Task requirements =
1. In the text on playing Arc Raiders solo, which option must be switched off before queuing to avoid being given random teammates?
2. Carry on the text about playing Arc Raiders solo, picking up after its last sentence.

Text shown =
• • • • •
The hard caveat first: there is no PvE-only mode, and no offline. As of mid-2026 Arc Raiders has no dedicated PvE button, no single-player campaign you can wall off, and no offline mode to fire up on a plane. Every raid you load is a live, shared instance with real people in it. Embark has been asked for a proper PvE-only option many times and, as PCGamesN put it bluntly, has not caved so far. If your line in the sand is “I will never share a server with another player,” this is not your game, and I would rather tell you that now than after you have spent the money. Go read my Gray Zone Warfare solo and offline breakdown instead, because that one genuinely does give you a sealed PvE mode against AI.

Now the useful bit: solo is the closest thing to PvE Arc Raiders has. And it is a lot closer than the doom-posters admit. The trick is one toggle. On the Play menu, bottom-right, there is a Fill Squad option. Switch it to Off before you queue. That stops the game handing you random teammates and drops you onto the surface alone. You queue solo, you raid solo, you extract solo. No squad, no voice chat with strangers, no babysitting.

Here is the part nobody puts in the headline: the matchmaking is on your side. Arc Raiders uses what the community calls aggression-based matchmaking, or ABMM. Embark’s Patrick Söderlund confirmed it plainly, saying they “matchmake based on how prone you are to PvP or PvE.” Instead of building separate PvE and PvP lobbies, the game ranks players on a spectrum by how often they shoot other raiders, and it tries to put the killers with the killers and the looters with the looters. It also generally keeps solos matched against other solos rather than throwing you to a coordinated trio.
• • • • •
Recorded information =
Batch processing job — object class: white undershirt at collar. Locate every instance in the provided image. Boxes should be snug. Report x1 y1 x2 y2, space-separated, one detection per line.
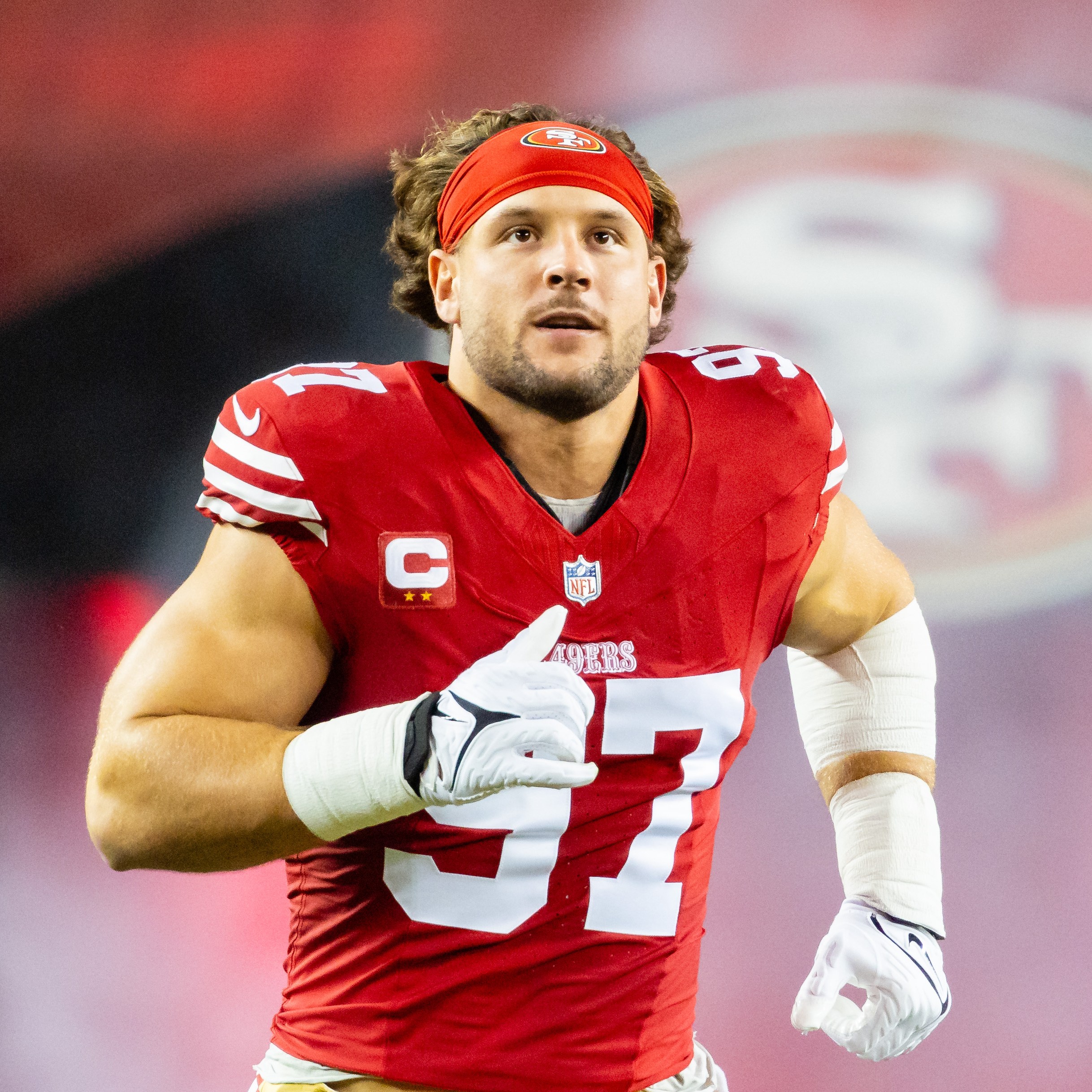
• • • • •
Answers by task =
1. The Fill Squad option, at the bottom right of the Play menu.

2.
So your behaviour shapes your lobbies. Play a few raids where you avoid fights, ghost past other Raiders, wave instead of shoot, and prioritise extracting over engaging, and ABMM gradually slots you into calmer company. It is not instant and it is never a promise. Embark are clear there is “no guarantee you’ll never be attacked,” and you can still round a corner into a sweaty third party. But over a session it absolutely thins out the hostility. This is why the standing joke on the Steam forums is that “solo queue is the PvE mode.” It is half a joke. The high friendly-encounter rate in this community is real, and a surprising number of strangers will nod and move on rather than open fire.

The numbers back this up. Embark have said roughly 30 percent of their players engage almost purely with PvE, another 30 percent are PvP enthusiasts, and the remaining 40 percent flit between the two. That is a huge chunk of the population that wants exactly what you want, and ABMM exists specifically to pool you with them. You are not a weirdo for wanting a quiet run. You are a third of the player base.

There is even a level-40 toggle worth knowing about. The Headwinds update added a separate Solo vs Squads option, letting a high-level solo deliberately queue into the squads pool. That is the opposite of what most PvE-minded players want, so leave it off, but it tells you Embark are actively tuning who you get matched with rather than leaving it to chance.

And then there are the events. Periodically Embark run co-op-flavoured windows like the Shared Watch event, which ran February 10 to 24, 2026. During it, you earned merits for damaging, destroying and assisting against the ARC machines, and zero merits from PvP. It did not switch off player damage, so it was not true PvE, but it made shooting other Raiders pointless for progression, which nudged the whole server toward teaming up against the robots. When one of these is live, it is the most PvE the game ever feels. Watch for them.

So here is the honest scorecard. Dedicated PvE-only mode, no. Offline single-player, no. Solo play, yes, and it is one toggle away. Pseudo-PvE through low-aggression matchmaking, yes, and it genuinely works if you play the part. If “solo, mostly peaceful, occasionally tense, always online” sounds right, Arc Raiders gives you that far better than its reputation suggests.

Still weighing it up? My is Arc Raiders worth it in 2026 verdict is the unvarnished take, Arc Raiders vs Escape from Tarkov is the comparison if you want something less forgiving, and if the whole genre is new to you, PvE vs PvPvE explained sorts out which camp you actually belong in. More breakdowns live over on the intel index.

I take the game seriously. Not myself.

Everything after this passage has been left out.